Supplied material:
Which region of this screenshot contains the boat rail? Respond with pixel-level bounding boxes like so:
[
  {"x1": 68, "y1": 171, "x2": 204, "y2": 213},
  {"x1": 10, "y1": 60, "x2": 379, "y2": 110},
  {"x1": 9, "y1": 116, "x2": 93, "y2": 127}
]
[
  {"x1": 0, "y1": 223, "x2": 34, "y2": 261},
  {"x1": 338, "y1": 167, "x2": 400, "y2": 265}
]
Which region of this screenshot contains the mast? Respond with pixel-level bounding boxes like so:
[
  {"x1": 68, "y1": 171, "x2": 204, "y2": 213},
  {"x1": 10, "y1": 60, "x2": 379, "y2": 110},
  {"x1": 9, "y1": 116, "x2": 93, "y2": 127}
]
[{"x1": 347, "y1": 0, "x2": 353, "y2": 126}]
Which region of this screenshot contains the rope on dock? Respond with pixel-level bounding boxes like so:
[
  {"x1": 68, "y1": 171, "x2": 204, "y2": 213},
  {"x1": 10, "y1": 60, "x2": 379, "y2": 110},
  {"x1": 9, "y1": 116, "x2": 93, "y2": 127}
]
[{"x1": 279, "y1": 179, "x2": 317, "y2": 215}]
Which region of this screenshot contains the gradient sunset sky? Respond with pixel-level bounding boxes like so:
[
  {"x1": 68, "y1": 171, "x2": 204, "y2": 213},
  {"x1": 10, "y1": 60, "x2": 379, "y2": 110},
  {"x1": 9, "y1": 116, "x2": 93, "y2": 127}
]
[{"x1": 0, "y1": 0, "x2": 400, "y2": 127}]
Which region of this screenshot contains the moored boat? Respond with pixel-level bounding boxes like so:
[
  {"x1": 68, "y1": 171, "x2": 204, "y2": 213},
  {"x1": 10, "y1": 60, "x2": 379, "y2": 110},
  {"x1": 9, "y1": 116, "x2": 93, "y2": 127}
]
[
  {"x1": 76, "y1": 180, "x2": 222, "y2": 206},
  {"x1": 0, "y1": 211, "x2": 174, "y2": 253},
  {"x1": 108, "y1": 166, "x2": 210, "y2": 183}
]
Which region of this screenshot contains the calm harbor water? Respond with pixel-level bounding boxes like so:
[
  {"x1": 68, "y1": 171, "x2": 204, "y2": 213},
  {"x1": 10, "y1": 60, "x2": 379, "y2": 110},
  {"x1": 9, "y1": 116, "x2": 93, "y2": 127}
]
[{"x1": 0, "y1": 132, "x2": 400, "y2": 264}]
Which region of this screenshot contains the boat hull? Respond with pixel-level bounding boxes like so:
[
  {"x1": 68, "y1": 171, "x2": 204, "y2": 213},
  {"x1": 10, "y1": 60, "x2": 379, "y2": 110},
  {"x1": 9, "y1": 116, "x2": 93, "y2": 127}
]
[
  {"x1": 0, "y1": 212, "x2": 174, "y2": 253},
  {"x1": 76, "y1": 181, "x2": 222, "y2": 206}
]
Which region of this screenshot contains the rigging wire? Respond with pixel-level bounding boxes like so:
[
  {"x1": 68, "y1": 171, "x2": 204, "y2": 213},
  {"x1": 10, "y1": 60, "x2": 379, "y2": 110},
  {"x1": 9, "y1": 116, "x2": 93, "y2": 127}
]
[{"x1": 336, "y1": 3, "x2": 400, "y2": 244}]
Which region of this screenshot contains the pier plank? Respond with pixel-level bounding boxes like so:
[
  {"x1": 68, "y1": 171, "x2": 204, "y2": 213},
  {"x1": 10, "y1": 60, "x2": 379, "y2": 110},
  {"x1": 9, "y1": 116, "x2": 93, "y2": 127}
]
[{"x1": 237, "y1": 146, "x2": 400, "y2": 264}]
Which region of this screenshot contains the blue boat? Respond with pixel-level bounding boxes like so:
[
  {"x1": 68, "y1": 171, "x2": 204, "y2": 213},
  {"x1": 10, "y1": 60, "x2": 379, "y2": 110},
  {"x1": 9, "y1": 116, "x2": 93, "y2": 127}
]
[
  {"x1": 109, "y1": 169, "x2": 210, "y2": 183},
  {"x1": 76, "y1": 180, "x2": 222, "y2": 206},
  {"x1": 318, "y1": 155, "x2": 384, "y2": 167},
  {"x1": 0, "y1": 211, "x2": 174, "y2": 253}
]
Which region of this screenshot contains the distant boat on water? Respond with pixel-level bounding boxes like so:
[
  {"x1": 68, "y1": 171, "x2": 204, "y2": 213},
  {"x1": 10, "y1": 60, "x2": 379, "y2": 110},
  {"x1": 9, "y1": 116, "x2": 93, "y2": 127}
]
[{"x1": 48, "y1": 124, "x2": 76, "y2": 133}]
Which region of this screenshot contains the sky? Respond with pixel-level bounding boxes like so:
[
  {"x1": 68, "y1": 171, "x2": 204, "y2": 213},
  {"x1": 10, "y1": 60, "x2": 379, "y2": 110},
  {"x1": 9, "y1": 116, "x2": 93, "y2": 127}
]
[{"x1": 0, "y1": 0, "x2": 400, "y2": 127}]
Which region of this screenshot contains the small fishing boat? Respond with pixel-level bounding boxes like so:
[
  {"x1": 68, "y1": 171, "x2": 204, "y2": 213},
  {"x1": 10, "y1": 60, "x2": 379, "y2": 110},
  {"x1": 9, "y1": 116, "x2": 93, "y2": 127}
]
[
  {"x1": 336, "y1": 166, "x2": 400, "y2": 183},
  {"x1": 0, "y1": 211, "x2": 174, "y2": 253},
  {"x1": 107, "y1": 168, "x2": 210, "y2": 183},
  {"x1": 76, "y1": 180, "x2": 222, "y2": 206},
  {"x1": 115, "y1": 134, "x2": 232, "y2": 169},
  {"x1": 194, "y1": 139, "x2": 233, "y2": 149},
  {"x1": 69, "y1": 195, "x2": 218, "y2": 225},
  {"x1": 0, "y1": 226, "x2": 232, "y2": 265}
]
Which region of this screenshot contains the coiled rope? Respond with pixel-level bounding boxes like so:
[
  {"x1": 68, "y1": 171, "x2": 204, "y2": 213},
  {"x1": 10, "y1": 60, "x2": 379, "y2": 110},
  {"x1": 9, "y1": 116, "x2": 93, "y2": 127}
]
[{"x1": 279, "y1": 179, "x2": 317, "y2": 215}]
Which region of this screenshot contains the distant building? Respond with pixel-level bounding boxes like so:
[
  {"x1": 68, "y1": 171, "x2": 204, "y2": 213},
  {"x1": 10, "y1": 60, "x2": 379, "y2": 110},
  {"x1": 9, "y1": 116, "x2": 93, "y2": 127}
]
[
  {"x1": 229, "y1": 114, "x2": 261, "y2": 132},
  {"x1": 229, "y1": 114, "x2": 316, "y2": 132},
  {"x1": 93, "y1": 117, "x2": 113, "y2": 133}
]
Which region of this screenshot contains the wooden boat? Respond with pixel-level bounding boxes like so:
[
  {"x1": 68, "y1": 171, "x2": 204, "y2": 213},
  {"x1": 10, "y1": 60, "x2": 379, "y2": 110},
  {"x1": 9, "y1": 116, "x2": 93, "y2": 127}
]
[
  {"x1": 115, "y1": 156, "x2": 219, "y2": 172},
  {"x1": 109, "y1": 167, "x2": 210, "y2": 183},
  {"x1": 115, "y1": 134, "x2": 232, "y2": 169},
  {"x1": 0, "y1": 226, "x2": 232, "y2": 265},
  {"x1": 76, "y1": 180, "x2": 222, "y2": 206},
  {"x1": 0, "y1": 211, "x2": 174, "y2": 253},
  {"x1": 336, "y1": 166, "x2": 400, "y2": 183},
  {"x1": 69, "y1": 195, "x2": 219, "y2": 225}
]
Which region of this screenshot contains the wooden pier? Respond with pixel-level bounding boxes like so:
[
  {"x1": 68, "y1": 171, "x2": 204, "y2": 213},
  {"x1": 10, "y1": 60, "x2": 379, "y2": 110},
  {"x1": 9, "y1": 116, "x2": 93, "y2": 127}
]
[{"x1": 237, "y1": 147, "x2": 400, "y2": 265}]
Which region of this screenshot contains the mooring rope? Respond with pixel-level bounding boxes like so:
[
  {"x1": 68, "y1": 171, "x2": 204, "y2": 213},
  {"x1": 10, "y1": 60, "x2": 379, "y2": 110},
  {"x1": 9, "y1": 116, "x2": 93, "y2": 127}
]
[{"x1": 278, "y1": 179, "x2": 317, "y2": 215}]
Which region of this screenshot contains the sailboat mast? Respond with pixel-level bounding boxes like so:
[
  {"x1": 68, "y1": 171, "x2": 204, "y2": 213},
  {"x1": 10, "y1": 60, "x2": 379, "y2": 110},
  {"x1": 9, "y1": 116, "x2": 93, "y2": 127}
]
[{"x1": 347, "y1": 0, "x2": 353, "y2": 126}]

--

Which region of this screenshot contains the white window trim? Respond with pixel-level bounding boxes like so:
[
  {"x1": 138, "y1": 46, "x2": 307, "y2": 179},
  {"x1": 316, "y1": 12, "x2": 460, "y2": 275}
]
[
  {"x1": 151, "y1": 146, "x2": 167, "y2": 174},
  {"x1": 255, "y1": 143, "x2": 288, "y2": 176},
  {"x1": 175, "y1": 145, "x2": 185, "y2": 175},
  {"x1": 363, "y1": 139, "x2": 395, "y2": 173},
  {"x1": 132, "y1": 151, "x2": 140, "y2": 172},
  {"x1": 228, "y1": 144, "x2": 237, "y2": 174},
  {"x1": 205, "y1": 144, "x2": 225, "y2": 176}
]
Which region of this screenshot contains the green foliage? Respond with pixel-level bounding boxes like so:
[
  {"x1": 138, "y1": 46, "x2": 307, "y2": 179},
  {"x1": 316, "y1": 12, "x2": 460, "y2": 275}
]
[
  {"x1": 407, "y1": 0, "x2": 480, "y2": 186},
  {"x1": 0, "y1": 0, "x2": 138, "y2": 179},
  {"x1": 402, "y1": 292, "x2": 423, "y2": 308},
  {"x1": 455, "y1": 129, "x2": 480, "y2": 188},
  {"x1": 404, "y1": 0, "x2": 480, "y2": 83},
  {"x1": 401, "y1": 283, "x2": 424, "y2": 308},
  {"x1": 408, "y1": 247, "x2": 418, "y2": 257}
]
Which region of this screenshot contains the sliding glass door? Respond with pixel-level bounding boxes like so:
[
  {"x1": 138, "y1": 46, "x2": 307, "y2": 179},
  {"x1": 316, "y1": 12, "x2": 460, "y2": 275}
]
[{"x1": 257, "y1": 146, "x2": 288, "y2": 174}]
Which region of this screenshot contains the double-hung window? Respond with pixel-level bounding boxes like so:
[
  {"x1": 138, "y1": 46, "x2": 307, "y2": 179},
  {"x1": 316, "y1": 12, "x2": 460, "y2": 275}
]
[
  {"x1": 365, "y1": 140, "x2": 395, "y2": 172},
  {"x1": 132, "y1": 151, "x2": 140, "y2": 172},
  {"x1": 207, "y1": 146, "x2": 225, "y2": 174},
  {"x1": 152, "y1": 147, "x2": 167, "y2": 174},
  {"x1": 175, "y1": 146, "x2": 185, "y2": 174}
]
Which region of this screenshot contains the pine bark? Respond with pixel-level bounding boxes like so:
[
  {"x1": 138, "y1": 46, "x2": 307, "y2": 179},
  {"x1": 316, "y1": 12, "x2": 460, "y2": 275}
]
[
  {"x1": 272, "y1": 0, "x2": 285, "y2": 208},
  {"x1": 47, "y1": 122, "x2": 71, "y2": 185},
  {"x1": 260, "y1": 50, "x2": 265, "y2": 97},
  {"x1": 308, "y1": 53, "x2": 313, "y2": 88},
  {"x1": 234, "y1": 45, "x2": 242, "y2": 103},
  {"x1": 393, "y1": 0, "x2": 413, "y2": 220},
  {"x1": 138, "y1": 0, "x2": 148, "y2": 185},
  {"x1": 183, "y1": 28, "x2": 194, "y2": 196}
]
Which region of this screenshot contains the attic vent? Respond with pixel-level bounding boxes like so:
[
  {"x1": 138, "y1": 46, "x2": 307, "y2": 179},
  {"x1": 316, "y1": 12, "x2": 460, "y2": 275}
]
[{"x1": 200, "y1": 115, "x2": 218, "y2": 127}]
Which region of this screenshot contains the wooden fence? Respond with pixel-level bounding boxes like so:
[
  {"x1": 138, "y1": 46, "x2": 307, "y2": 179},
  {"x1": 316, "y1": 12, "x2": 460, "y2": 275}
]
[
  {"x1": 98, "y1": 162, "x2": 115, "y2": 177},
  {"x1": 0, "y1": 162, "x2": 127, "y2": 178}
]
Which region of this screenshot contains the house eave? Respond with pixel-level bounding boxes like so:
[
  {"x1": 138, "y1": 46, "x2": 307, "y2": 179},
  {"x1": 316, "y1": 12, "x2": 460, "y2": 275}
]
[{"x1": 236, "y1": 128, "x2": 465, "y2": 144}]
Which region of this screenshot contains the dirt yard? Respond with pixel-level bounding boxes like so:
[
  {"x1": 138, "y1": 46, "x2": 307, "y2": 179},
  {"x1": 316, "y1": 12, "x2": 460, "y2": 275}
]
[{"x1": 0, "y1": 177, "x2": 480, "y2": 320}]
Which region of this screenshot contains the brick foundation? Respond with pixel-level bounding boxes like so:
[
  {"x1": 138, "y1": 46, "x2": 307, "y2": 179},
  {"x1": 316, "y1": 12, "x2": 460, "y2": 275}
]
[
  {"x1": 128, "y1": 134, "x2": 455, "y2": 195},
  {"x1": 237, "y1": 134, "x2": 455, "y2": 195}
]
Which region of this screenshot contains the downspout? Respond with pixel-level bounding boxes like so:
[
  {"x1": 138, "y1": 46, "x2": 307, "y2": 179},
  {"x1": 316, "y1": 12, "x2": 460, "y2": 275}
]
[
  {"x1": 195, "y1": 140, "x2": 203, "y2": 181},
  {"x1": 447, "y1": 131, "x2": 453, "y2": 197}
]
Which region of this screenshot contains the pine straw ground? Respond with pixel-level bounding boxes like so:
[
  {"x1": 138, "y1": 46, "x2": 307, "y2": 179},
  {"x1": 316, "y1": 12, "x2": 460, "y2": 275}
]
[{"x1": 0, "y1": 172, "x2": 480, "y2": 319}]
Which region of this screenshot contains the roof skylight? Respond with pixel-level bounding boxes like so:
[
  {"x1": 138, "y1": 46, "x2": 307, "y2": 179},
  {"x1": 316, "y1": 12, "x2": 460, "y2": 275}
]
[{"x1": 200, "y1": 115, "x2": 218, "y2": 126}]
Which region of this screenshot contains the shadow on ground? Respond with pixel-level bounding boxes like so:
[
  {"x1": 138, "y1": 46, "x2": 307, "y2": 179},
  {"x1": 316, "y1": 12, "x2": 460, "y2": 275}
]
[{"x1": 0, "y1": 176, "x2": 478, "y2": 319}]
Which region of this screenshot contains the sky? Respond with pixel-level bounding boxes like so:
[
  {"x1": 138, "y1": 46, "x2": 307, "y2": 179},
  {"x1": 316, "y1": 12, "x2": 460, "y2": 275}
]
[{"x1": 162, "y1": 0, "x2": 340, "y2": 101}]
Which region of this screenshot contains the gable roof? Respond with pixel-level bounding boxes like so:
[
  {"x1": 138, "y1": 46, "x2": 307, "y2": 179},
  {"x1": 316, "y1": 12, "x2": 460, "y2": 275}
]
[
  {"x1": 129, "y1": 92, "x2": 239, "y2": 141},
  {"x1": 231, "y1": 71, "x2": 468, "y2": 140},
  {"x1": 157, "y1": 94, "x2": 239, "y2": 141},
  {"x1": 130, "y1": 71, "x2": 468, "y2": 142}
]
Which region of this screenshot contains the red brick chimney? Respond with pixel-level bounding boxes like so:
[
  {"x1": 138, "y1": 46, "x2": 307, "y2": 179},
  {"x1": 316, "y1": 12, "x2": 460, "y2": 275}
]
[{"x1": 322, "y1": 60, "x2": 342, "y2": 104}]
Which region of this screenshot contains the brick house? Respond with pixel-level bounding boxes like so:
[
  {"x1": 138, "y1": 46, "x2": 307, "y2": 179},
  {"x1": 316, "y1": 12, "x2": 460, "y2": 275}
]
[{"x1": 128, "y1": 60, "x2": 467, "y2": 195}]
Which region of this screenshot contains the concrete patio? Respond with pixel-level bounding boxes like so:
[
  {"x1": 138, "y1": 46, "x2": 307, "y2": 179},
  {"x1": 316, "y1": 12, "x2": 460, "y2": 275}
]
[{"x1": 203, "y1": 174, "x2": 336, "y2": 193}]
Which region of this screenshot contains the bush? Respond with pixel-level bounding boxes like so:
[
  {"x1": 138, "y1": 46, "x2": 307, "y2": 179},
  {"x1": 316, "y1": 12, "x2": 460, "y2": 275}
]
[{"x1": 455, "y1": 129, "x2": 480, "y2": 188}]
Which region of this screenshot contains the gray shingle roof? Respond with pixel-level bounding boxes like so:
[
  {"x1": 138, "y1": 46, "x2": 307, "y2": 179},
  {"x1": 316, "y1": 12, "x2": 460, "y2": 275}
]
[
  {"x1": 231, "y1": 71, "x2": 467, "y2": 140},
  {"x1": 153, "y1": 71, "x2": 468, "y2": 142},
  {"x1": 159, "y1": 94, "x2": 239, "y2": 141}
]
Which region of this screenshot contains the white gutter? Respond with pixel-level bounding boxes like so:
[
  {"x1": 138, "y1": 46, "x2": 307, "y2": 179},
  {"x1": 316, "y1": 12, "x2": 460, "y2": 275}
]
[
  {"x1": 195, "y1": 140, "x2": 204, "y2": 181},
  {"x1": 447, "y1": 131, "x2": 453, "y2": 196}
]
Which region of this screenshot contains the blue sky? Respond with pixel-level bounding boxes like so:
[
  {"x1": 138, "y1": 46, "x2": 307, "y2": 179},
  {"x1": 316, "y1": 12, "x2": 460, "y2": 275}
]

Directions for this task: Which of the rows above contain the string "house"? Pick out each such line and copy it.

Result of the task:
Which region of this screenshot contains the house eave? Respond with pixel-level bounding boxes like so:
Which region of this screenshot contains the brick house? Respond with pixel-level bounding boxes like so:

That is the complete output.